• **TASK STATEMENT**
Please pick out each line below that contains the word "water", and copy those lines.

────────────────

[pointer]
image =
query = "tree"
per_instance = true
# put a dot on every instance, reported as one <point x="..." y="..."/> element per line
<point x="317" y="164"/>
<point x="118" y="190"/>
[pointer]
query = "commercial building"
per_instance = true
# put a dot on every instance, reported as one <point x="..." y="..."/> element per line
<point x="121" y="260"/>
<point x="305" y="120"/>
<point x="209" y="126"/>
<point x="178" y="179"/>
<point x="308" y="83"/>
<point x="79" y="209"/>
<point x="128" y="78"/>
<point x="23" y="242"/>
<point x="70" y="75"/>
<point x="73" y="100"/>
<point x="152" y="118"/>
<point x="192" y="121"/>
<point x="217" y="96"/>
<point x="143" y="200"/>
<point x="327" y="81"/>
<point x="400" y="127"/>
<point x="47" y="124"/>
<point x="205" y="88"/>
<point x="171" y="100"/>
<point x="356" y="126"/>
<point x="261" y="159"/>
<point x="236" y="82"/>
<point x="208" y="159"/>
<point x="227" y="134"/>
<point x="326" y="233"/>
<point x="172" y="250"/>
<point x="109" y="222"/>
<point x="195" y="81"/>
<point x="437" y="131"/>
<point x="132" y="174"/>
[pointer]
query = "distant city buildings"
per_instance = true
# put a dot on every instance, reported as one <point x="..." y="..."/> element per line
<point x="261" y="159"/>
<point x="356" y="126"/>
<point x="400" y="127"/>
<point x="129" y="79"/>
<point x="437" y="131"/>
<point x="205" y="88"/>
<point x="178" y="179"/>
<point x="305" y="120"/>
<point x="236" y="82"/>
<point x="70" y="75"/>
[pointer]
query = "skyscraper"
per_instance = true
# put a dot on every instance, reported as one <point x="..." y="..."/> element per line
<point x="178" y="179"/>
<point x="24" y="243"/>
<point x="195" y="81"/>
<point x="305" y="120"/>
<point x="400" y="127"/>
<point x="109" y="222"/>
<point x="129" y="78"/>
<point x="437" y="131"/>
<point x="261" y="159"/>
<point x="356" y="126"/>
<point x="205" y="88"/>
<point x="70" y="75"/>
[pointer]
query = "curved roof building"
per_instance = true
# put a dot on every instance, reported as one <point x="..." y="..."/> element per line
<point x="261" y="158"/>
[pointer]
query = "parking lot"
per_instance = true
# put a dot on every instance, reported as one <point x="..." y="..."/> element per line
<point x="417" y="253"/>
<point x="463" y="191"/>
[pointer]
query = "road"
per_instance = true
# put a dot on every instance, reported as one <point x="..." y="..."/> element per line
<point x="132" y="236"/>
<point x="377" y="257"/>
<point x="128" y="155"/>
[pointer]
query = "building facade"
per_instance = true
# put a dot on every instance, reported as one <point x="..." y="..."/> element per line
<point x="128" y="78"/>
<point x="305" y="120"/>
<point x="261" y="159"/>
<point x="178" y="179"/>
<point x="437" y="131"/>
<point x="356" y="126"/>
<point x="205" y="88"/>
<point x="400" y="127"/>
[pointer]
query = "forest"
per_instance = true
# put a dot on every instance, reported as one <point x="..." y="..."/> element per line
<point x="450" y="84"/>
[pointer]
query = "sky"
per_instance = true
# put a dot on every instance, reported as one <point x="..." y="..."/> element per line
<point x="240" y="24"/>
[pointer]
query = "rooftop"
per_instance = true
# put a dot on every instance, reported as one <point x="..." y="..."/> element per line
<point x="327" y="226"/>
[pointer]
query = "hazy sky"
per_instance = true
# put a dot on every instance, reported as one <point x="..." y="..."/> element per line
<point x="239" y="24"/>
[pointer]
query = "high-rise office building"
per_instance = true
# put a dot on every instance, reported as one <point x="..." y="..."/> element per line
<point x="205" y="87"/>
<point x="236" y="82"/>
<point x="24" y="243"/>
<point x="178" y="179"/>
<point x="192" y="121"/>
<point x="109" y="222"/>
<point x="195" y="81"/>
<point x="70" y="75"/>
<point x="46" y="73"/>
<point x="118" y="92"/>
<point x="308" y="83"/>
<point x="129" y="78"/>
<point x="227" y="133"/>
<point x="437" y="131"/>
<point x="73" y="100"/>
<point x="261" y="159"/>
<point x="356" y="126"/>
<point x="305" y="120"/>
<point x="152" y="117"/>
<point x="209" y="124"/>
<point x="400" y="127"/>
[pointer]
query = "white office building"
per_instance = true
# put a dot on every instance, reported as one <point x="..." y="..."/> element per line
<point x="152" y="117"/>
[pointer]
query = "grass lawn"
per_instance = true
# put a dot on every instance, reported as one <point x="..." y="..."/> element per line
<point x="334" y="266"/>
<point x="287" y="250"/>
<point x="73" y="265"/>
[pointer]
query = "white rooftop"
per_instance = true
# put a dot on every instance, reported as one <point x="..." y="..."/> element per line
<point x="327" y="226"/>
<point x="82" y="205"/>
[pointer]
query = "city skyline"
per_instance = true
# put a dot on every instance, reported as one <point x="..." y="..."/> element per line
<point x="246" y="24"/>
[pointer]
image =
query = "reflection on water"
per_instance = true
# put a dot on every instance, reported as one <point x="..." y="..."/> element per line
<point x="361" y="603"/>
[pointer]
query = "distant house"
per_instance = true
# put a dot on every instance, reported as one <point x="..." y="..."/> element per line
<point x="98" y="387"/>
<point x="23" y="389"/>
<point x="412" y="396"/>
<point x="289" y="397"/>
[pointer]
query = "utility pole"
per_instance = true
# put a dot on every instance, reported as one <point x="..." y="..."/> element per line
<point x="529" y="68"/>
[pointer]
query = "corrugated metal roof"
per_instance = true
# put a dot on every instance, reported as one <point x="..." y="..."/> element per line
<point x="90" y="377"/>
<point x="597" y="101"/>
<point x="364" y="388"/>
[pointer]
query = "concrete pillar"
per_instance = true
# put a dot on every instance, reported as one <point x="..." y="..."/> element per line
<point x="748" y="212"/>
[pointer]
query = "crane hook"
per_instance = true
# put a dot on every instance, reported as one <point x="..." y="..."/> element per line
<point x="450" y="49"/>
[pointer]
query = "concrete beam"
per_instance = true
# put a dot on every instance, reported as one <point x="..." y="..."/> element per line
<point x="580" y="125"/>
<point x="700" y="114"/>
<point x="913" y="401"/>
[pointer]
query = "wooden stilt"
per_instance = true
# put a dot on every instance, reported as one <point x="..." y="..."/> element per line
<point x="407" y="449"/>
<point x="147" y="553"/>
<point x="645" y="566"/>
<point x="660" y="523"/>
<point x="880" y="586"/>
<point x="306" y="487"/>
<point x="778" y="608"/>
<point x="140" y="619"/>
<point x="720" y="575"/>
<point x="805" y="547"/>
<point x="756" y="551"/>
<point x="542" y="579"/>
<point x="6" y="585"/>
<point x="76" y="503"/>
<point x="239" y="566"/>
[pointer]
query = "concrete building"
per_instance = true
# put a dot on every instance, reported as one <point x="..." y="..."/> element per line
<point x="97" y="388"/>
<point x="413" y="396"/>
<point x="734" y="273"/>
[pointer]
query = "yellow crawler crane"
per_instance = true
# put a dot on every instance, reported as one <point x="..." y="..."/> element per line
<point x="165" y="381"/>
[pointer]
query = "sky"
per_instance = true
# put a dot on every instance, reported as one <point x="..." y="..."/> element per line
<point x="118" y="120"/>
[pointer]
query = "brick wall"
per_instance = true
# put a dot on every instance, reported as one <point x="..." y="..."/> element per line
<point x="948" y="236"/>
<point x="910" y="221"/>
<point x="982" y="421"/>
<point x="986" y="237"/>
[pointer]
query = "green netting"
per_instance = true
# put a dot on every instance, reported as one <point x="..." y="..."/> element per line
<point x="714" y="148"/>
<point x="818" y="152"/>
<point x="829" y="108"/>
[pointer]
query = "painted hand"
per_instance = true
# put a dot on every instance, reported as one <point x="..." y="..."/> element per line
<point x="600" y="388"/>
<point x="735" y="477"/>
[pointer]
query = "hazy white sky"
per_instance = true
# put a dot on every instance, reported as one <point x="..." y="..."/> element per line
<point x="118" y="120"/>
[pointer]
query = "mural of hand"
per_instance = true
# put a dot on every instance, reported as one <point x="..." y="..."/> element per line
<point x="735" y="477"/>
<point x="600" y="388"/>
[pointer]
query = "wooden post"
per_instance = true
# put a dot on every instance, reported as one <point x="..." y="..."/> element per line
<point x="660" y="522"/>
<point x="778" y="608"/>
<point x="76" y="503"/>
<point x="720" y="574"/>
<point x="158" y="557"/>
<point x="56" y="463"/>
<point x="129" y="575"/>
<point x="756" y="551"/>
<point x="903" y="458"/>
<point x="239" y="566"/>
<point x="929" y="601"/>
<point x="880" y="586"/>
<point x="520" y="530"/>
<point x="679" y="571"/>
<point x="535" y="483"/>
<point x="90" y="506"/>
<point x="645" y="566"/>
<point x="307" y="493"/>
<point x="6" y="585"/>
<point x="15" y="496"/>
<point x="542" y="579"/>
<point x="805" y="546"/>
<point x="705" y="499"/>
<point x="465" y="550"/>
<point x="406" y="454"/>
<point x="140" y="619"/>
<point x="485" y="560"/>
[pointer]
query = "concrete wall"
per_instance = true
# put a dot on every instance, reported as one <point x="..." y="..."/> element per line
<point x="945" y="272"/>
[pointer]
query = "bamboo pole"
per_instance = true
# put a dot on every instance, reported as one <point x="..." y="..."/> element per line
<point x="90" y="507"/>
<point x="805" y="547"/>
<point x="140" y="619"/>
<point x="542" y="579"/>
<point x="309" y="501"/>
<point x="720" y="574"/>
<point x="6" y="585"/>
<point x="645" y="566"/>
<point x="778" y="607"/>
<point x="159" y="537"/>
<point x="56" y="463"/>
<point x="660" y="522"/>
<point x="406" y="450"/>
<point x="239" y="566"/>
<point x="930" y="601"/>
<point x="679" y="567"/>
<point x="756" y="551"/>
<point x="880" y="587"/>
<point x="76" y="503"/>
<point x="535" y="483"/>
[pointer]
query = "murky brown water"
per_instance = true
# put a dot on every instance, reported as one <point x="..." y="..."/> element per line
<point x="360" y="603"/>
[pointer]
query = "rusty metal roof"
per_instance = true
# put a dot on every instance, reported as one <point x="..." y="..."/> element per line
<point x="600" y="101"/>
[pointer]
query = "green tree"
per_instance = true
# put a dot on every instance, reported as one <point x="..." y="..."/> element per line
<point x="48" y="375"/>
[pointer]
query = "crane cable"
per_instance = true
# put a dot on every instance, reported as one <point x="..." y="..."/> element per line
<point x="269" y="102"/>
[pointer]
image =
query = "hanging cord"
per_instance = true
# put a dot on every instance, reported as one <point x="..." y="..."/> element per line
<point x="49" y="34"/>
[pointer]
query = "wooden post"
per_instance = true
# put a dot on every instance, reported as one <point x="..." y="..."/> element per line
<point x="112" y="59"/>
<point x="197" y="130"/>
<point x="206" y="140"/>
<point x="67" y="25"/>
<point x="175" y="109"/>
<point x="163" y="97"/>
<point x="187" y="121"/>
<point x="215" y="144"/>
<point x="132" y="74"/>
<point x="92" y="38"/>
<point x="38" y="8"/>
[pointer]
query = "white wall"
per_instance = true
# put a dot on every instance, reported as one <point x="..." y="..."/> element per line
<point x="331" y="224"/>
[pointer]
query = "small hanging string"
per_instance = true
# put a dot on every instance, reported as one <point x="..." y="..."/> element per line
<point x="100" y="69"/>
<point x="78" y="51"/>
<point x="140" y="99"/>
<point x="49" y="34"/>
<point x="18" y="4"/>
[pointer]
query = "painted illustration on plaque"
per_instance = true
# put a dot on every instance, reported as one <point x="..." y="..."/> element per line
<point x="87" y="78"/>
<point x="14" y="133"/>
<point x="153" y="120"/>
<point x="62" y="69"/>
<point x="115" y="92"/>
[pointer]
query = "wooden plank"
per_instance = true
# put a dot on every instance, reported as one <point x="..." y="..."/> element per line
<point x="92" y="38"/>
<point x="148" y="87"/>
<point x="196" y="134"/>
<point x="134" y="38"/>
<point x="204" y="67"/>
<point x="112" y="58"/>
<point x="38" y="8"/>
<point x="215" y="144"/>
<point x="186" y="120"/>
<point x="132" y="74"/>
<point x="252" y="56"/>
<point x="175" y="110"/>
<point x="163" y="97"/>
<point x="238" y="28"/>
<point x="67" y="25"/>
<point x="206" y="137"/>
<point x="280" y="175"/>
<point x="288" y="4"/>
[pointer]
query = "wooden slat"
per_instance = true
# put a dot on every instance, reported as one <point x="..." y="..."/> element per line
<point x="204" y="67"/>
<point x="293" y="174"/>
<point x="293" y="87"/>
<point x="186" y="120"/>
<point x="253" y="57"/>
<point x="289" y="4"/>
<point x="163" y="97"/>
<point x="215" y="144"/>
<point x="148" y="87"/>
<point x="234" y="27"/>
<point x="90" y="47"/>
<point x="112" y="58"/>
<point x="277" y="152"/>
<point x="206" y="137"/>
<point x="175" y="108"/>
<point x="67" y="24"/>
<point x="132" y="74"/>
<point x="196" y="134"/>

────────────────

• **RESPONSE**
query = "reflection on water"
query = "murky brown water"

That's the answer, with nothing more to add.